[DOCUMENT EXTRACT start]

These are challenging times. But for a student of persuasion, the events unfolding within the national government provide a flurry of opportunities to evaluate a core theory of persuasion. Events have conspired to force people to acknowledge the contradictory actions of their leader which, in theory, should force them to resolve the discrepancy. A researcher just needs to notice a person’s apparent discomfort with a world that is suddenly different from what they planned. What will change?

Theory of Cognitive Dissonance

Cognitive dissonance theory hypothesizes that individuals will feel some mental stress if new information presents an apparent inconsistency between two firmly held beliefs, or a belief and a behavior. The theory assumes that the inconsistency will trigger an impulse to reduce or explain away the discrepancy. Although this old and grand theory offers something less than a certain “if-then” result, it is also premised on the familiar psychological motive to resolve apparent contradictions. For example, suppose that you found out that a close friend has been charged with theft of pages from artbooks taken from a local library. If the information disturbs you, would you change your attitude about your friend? A hypothesized result is a new realignment that resolves into more consonant attitudes: perhaps less regard for the friend and a thought that the crime was a small one.  The theory’s original author, Leon Festinger, proposed that cognitive dissonance is the tension that results when two thoughts seem incompatible.

[DOCUMENT EXTRACT end]
[COLLECTED DATA start]

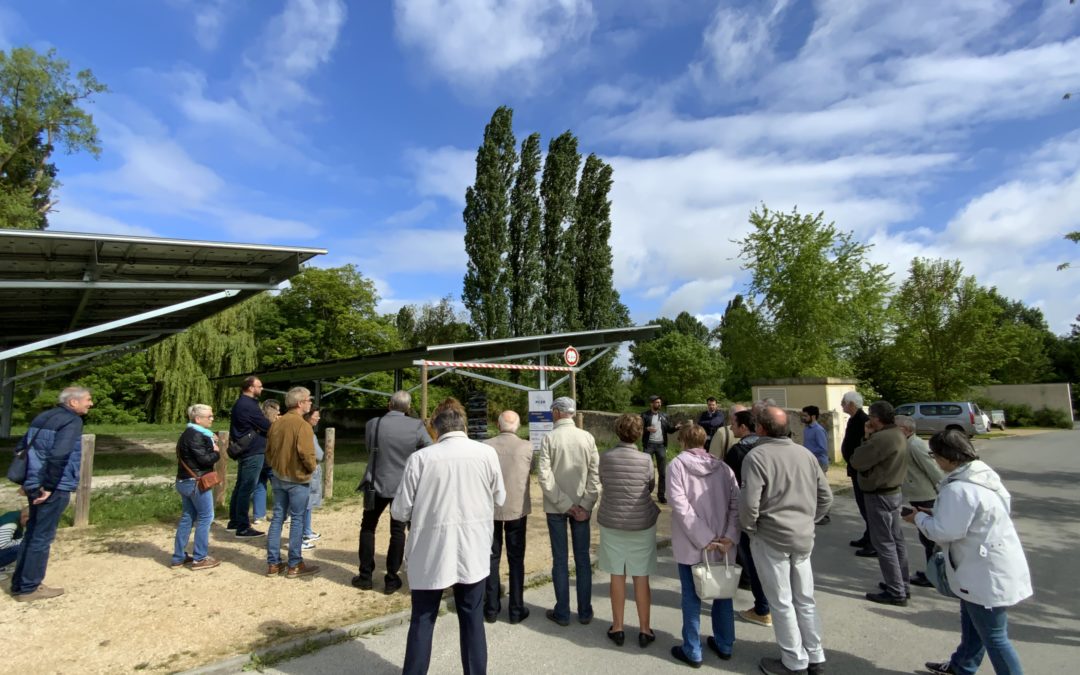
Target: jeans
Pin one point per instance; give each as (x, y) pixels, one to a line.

[COLLECTED DATA end]

WHAT YOU NEED TO DO
Please decide whether each statement agrees with the passage on cognitive dissonance theory, answering yes or no and quoting the passage's deciding words. 1. Leon Festinger was the original author of the theory. 2. The theory promises a certain "if-then" result. 3. In the example, the friend is charged with stealing pages from artbooks taken from a local library. The material is not used for anything here.

FINISHED ANSWER
1. Yes: "The theory’s original author, Leon Festinger"
2. No: "this old and grand theory offers something less than a certain “if-then” result"
3. Yes: "charged with theft of pages from artbooks taken from a local library"